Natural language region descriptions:
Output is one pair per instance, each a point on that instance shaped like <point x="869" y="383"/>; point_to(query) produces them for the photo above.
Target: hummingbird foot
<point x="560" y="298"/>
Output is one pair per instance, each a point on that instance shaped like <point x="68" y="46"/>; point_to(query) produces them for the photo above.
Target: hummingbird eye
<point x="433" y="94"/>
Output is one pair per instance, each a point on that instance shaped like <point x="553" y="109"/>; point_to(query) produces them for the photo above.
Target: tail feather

■ PROMPT
Your task is to retype the records above exactly.

■ ANSWER BELOW
Output is one pair per instance, each a point on that instance shaped like <point x="869" y="383"/>; point_to(query) produces them for the photo above.
Target: hummingbird foot
<point x="560" y="298"/>
Output is one pair per instance, each a point on that instance shaped like <point x="68" y="46"/>; point_to(query) produces them for the photo above.
Target: hummingbird eye
<point x="433" y="94"/>
Output is one pair per instance, each a point on that instance shaped like <point x="553" y="109"/>; point_to(query) produces them for the photo above.
Target: tail feather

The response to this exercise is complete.